═══ Provided records ═══
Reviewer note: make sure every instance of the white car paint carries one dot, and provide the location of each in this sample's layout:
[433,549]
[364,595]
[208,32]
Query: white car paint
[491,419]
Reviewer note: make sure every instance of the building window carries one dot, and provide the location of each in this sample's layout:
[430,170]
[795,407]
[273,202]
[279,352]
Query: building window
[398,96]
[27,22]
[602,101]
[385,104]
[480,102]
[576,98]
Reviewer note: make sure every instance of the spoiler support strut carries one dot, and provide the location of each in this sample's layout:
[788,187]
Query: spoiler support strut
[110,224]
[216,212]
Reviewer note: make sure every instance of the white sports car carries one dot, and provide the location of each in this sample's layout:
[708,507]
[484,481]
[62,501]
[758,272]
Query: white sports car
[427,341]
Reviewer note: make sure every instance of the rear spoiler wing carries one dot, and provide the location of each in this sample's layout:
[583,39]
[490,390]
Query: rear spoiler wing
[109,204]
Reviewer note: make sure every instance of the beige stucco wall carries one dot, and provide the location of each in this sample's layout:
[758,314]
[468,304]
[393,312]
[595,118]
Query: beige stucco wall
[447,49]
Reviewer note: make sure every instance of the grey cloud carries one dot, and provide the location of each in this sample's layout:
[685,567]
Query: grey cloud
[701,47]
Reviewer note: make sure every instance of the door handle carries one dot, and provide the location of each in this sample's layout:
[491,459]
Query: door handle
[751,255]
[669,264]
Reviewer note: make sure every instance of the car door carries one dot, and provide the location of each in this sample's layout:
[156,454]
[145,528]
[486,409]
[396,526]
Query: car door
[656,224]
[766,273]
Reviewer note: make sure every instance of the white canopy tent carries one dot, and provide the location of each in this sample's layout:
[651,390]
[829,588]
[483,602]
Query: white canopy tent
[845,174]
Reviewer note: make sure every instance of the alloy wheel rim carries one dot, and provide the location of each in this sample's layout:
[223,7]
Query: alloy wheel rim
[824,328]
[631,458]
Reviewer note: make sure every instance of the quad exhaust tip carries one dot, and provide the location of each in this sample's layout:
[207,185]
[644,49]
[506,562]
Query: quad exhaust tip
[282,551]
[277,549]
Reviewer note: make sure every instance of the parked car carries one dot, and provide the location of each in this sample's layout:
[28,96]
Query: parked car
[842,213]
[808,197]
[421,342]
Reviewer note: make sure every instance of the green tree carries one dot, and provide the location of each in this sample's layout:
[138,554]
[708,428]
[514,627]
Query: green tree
═══
**Task instructions**
Rewrite all the records above with each "Reviewer note" changed to "Annotator note" and every other line left the same.

**Task answer**
Annotator note: make sure every instance of the white car paint carries one dot, and provide the location of each in this sample's layout:
[433,549]
[364,595]
[208,32]
Query: white car paint
[491,419]
Annotator note: make sure every instance of the building window carries one dot, and provide the location of each in this sample's layout:
[430,170]
[795,407]
[273,202]
[279,352]
Query: building window
[398,96]
[27,22]
[602,101]
[385,104]
[480,102]
[576,98]
Annotator note: make sure every instance of the spoiler support strut carries one dot, and provide the location of each in this sample's layout:
[788,187]
Query: spoiler support strut
[110,224]
[216,212]
Annotator note: make sure every instance of the white sports car carries one dot, and provide the location of each in this sample's layout:
[708,507]
[484,481]
[62,501]
[758,272]
Query: white sports car
[427,341]
Annotator note: make sure every instance of the rear spoiler wing carries one dot, and provide the location of each in this sample's layout:
[583,39]
[490,390]
Query: rear spoiler wing
[109,204]
Annotator note: make sure every instance of the beige stucco wall carries one dot, and provide the location of each in this sample's layout:
[758,314]
[468,304]
[393,312]
[595,118]
Query: beige stucco wall
[447,49]
Annotator note: make sure every instance of the grey cloud carries one dot, and provide the location of each in this sample's layout:
[685,567]
Query: grey cloud
[701,47]
Annotator note: make sure every instance of the door handle carries one dot, and provide the location of each in this sample's layout:
[491,459]
Query: door handle
[751,255]
[669,264]
Annotator note: make sure every instance of the car door carries one dot, and provide the location of each in this sample's layout:
[156,454]
[145,528]
[486,409]
[396,526]
Query: car door
[656,224]
[766,273]
Annotator note: make sure every instance of the white canopy tent carries one dot, and provide the location of each in this sample's layout:
[651,390]
[829,588]
[483,602]
Query: white canopy tent
[845,174]
Annotator note: make sure every instance of the alloy wheel rim carries one dot, and provide the location of each in this sample's layout:
[223,7]
Query: alloy wheel rim
[824,328]
[631,458]
Annotator note: make sure every instance of the quad exhaust tip carries one dot, and provide the location of each in this sample's layout:
[207,185]
[644,49]
[506,562]
Query: quad exhaust tip
[282,551]
[277,549]
Annotator note: make sure every instance of the parked car carries one dot, and provide the location of each in this sample's layout:
[28,96]
Query: parked car
[842,213]
[808,197]
[421,342]
Annotator note: make sure every instance of the green tree carries one dot, and provide the location of each in this sample's layout:
[138,554]
[708,428]
[514,627]
Query: green tree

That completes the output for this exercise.